▶ _Task details_
Substitute "Place a point on every instance" for every occurrence of "Put a point on each instance" throughout the data below, leaving everything else unchanged.

▶ _Dataset records_
>> start

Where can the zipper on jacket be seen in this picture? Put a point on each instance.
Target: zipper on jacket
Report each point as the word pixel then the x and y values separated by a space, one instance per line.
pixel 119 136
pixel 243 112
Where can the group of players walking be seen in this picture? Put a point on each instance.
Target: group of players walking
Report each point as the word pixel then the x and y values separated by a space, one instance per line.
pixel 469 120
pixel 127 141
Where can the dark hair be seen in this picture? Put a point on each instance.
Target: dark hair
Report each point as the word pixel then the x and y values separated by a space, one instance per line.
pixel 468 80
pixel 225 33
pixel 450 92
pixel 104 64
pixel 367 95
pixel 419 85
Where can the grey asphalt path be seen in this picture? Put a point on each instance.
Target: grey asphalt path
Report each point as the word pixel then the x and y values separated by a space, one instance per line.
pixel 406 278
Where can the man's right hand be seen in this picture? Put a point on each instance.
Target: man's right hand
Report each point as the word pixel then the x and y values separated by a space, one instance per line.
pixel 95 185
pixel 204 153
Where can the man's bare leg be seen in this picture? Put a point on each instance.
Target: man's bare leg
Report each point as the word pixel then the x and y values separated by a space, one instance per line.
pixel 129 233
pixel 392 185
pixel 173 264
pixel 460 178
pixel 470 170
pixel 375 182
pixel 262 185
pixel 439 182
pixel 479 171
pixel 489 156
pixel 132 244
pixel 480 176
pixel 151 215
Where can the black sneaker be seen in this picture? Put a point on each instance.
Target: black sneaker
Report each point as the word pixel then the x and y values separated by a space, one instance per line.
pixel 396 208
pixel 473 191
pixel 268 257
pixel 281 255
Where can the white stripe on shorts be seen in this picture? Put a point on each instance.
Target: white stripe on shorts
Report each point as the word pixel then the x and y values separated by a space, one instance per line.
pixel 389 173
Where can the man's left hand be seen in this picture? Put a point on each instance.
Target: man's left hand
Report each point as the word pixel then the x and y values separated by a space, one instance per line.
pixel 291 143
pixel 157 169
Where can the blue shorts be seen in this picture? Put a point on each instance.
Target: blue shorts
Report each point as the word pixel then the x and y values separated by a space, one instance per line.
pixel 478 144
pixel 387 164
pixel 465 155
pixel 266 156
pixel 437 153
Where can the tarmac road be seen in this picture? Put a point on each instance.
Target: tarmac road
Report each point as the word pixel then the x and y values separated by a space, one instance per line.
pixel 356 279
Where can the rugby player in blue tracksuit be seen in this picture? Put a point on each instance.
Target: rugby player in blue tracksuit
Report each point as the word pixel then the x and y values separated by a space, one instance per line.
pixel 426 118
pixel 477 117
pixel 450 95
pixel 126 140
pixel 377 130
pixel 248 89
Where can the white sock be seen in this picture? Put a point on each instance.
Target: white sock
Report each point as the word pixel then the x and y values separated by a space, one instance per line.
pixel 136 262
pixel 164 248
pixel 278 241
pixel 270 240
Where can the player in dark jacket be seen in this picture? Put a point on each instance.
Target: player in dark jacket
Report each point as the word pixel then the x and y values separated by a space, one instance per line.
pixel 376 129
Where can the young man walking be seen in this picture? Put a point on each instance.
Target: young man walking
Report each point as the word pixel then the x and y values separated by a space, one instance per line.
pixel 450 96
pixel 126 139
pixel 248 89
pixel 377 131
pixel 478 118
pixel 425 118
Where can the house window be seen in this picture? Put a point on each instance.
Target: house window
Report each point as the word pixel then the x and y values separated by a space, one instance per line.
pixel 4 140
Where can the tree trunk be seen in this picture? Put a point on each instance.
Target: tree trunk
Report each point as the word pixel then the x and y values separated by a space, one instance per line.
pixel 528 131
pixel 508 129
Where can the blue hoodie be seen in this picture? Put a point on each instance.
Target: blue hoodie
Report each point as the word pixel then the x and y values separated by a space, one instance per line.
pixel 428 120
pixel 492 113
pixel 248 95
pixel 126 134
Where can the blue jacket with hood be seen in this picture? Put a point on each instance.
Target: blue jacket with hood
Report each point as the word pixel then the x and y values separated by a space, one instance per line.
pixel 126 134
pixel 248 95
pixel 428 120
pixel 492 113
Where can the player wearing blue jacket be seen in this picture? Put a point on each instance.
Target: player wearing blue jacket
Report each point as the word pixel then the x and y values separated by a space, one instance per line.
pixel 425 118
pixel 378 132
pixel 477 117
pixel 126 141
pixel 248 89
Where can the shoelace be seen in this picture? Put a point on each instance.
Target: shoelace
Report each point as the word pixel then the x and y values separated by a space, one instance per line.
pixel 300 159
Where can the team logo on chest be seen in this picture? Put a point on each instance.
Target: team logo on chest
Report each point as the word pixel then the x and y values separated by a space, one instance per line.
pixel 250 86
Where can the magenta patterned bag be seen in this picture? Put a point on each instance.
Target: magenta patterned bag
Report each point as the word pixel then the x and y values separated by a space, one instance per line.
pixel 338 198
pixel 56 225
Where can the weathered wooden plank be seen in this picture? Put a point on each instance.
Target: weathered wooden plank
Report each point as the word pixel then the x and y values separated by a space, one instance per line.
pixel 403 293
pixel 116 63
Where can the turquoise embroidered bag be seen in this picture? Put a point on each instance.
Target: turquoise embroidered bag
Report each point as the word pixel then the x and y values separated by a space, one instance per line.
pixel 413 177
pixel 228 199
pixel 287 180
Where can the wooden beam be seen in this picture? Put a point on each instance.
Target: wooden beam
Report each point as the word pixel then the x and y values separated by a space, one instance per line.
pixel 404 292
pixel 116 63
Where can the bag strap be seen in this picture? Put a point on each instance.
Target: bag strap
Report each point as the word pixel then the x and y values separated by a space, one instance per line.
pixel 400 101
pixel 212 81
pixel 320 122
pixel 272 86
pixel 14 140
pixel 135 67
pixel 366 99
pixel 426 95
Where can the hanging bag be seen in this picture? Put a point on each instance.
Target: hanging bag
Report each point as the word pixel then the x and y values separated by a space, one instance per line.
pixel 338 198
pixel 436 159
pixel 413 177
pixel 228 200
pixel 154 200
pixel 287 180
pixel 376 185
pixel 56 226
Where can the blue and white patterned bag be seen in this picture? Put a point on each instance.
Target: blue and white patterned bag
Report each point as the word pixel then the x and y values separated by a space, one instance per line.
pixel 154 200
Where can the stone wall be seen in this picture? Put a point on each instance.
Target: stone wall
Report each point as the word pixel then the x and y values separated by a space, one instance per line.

>> end

▶ _Exercise answer_
Where can the zipper on jacket be seen in this picture? Place a point on every instance.
Target: zipper on jacket
Report each point as the word pixel then the x and y values separated by a space, one instance per line.
pixel 119 136
pixel 243 112
Where can the group of players walking be seen in this picture? Place a point on every instance.
Target: group of players walking
Report each point as the word pixel then the x and y values separated by a space, one instance per line.
pixel 469 120
pixel 127 141
Where can the dark hair be seen in this picture? Place a point on every instance.
Target: dark hair
Report each point as the word pixel then the x and y values separated by a space, one instance per line.
pixel 468 80
pixel 225 33
pixel 450 92
pixel 104 64
pixel 367 95
pixel 419 85
Where can the grey asphalt path be seen in this picture? Place a point on every instance.
Target: grey asphalt path
Report each point as the word pixel then the x and y values separated by a space, one instance per line.
pixel 406 278
Where can the man's right hand be seen in this picture? Place a point on every instance.
Target: man's right hand
Report each point as the word pixel then the x and y values separated by a space, one instance per line.
pixel 95 185
pixel 204 153
Where can the man's bare leg be seen in this picture? Place a point on every instance.
Target: man's bare leg
Report each point as the word pixel then the x and y values separated by a space, one instance per line.
pixel 129 233
pixel 392 185
pixel 173 264
pixel 460 178
pixel 470 170
pixel 375 182
pixel 262 185
pixel 439 182
pixel 479 171
pixel 489 156
pixel 132 244
pixel 480 176
pixel 151 215
Where can the black sneaker be seen in this picture? Place a point on every instance.
Target: black sneaker
Report each point as the word pixel then the x and y values separated by a space, one instance per line.
pixel 396 208
pixel 473 191
pixel 268 257
pixel 281 255
Where can the white stripe on shorts be seen in this picture? Place a point on every instance.
Target: white stripe on shorts
Report each point as the word pixel then the x and y values separated by a space, one instance per line.
pixel 389 173
Where can the man's left hand be seen in this picture? Place a point on every instance.
Target: man's left hand
Report each point as the word pixel then the x and y values separated by a space, one instance per line.
pixel 291 143
pixel 157 169
Where can the blue shorts be seen in this picture? Place a point on every instance.
Target: blue shorts
Report each point as the word pixel then the x and y values separated by a space, one instance per line.
pixel 478 144
pixel 387 164
pixel 465 155
pixel 266 156
pixel 437 153
Where can the tarmac road be seen in this picture? Place a point on every instance.
Target: tarmac road
Report each point as the word pixel then the x and y values separated by a space, one instance per line.
pixel 356 279
Where can the rugby player in blue tracksuit be seen in this picture? Place a point on every instance.
Target: rugby player in blue tracksuit
Report each point as the word pixel then the x and y values separated by a space, one instance per line.
pixel 426 118
pixel 477 117
pixel 450 95
pixel 126 140
pixel 377 130
pixel 248 89
Where can the white sock be seen in this picture? Place a point on every instance.
Target: white sock
Report each point as the word pixel then the x and y values separated by a space, one instance per line.
pixel 136 262
pixel 164 248
pixel 278 241
pixel 270 240
Where can the player in dark jacket be seen in this picture? Place a point on every instance.
Target: player in dark jacket
Report each point as the word pixel then the x and y values separated by a space, one instance per line.
pixel 376 129
Where can the young man walking be seen in this picture? Place a point on every instance.
Target: young man walking
Report each point as the word pixel then the x and y values separated by a space, one instance per line.
pixel 450 96
pixel 126 139
pixel 248 89
pixel 377 131
pixel 478 118
pixel 425 118
Where can the house window be seen in this picture? Place a point on every instance.
Target: house window
Report each point as the word pixel then the x and y values separated by a space, one instance per line.
pixel 4 140
Where can the tree trunk be seen in this picture? Place a point on every instance.
Target: tree trunk
Report each point as the word pixel then the x and y values separated by a space, one instance per line.
pixel 528 131
pixel 508 129
Where can the blue hoodie be seen in this picture? Place a point on every instance.
Target: blue hoodie
Report each point as the word pixel then the x and y values separated by a space, one instance per line.
pixel 428 120
pixel 492 113
pixel 248 95
pixel 126 134
Where can the blue jacket with hood be seen in this picture? Place a point on every instance.
Target: blue jacket with hood
Report each point as the word pixel then the x and y values separated by a space, one instance per line.
pixel 126 134
pixel 248 95
pixel 428 120
pixel 492 113
Where can the player wearing blue jacket be seen in this picture? Place a point on every instance.
Target: player wearing blue jacket
Report each point as the word pixel then the x and y values separated by a space, one instance per line.
pixel 425 118
pixel 378 132
pixel 477 117
pixel 126 141
pixel 248 89
Where can the shoelace be seen in this picture? Place a point on every instance.
Target: shoelace
Report each point as the word pixel then the x and y values separated by a space, one instance per line.
pixel 300 159
Where can the team logo on chest be seen in this picture? Place a point on every instance.
Target: team logo on chest
Report each point as the word pixel then the x and y values separated by a space, one instance per line.
pixel 250 86
Where can the magenta patterned bag be seen in this picture? Place a point on every instance.
Target: magenta patterned bag
Report each point as the word pixel then the x and y values separated by a space, one instance per line.
pixel 338 198
pixel 56 225
Where can the weathered wooden plank be seen in this picture? Place a point on every instance.
Target: weathered wooden plank
Report each point as the word pixel then the x and y values separated by a space, one instance per line.
pixel 403 293
pixel 116 63
Where can the turquoise embroidered bag be seen in this picture? Place a point on every instance.
Target: turquoise embroidered bag
Report each point as the word pixel then the x and y values separated by a space, one instance per line.
pixel 413 177
pixel 228 199
pixel 287 180
Where can the wooden beam be seen in this picture? Place a point on every instance.
Target: wooden beam
Report each point as the word pixel then the x and y values separated by a space, one instance per line.
pixel 404 292
pixel 116 63
Where can the bag strap be seen in this picture? Place a point on every instance.
Target: bag strap
Report each point as the word pixel then the x and y values separated by a space, one instance per line.
pixel 400 101
pixel 212 81
pixel 320 122
pixel 272 86
pixel 14 140
pixel 135 67
pixel 366 99
pixel 426 95
Where can the hanging bag be seen in this picture? Place a point on every instance.
Target: hanging bag
Report each point as the word pixel then the x and y values separated by a space, one instance per line.
pixel 338 198
pixel 436 159
pixel 413 177
pixel 228 200
pixel 154 200
pixel 287 180
pixel 376 185
pixel 56 226
Where can the blue and white patterned bag be seen in this picture? Place a point on every instance.
Target: blue and white patterned bag
Report each point as the word pixel then the x and y values separated by a space, one instance per line.
pixel 154 200
Where can the stone wall be seen in this picture? Place a point on every instance.
Target: stone wall
Report each point as the word pixel then the x and y values separated by a space, one instance per line.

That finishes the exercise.